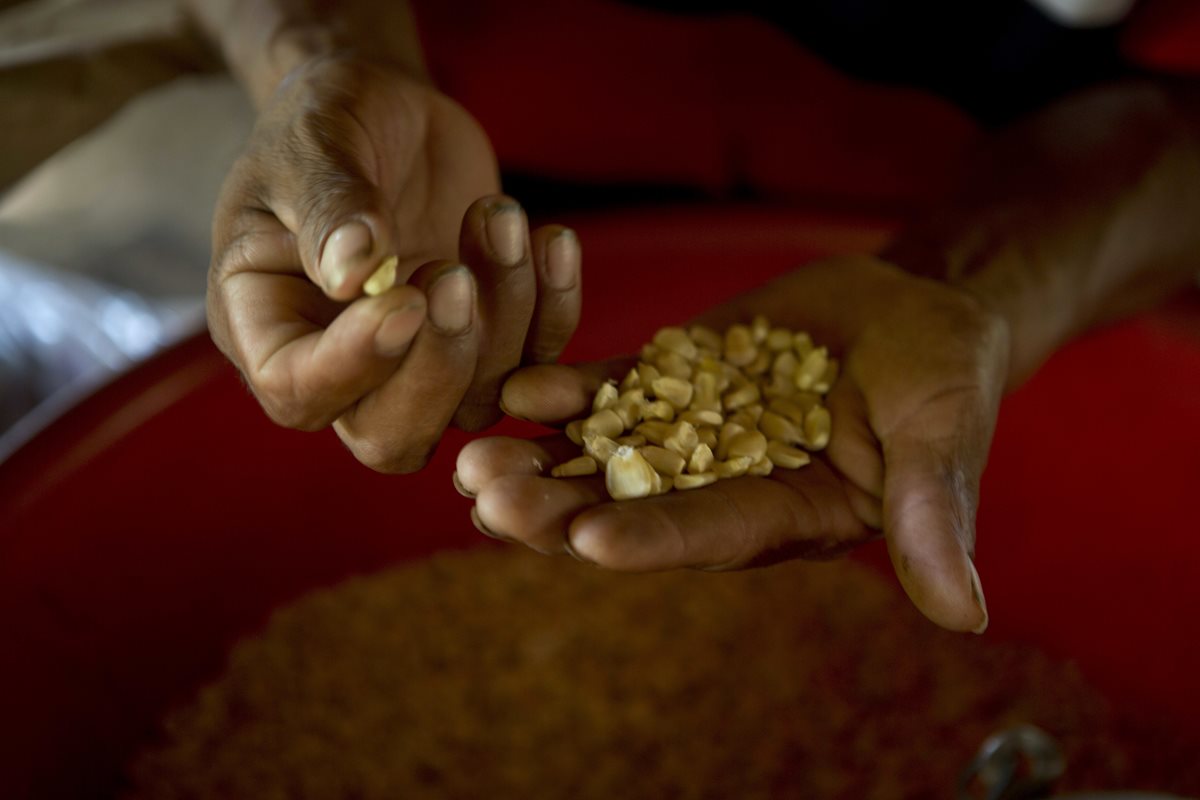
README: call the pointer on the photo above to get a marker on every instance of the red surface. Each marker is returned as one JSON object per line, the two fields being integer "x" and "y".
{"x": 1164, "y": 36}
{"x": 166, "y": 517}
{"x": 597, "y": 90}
==
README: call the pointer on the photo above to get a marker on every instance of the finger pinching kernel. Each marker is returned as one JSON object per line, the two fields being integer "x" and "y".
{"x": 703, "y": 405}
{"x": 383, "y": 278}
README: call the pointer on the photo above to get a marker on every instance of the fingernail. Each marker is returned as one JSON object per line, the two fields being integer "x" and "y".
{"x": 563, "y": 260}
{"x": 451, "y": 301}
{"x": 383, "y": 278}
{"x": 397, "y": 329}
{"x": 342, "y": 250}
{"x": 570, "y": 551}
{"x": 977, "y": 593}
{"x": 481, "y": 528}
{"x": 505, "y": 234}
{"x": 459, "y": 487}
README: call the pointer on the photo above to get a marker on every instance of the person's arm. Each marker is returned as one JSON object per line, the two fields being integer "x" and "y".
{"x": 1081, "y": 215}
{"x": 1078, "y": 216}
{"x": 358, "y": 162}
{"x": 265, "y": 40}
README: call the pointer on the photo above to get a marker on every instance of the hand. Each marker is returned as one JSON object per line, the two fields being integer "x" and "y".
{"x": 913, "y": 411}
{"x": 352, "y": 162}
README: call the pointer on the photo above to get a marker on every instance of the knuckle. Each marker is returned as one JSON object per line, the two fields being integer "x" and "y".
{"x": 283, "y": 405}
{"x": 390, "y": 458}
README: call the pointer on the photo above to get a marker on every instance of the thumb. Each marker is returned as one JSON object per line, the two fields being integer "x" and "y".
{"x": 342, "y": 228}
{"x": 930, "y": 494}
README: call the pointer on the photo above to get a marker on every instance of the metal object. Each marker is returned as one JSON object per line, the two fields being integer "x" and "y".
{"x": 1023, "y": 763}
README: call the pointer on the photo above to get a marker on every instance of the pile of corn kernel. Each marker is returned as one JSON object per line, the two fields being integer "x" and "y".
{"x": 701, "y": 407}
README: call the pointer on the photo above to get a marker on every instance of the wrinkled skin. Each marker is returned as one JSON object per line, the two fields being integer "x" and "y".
--
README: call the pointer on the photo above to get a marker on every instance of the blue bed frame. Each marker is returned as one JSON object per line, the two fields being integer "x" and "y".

» Required task
Reproduce the records from the line with "of the thumb." to the line with "of the wrinkled", keeping every line as it stands, both end lines included.

» Solution
README: call the pointer on the photo above to get a marker on every instance of the thumb. Each marker is returned as one JSON object per line, the two fields being integer "x" and "y".
{"x": 342, "y": 228}
{"x": 930, "y": 494}
README: call the pointer on the photo above to get a marker on every instance of the metal object. Each marker is returned as one JSON object per line, the two fields being integer "x" and "y".
{"x": 1023, "y": 763}
README: call the pointer on the photo above to get a marker on every instance of the pile of corn kernel. Each marker is returned as one JSON object per line, the two fields being integer "x" and "y".
{"x": 701, "y": 407}
README: call the pointer on the photo above to get a marker on every instance of the wrinkled skin. Each marker is returned as one JSON object per line, the two fields being integer "x" and "y".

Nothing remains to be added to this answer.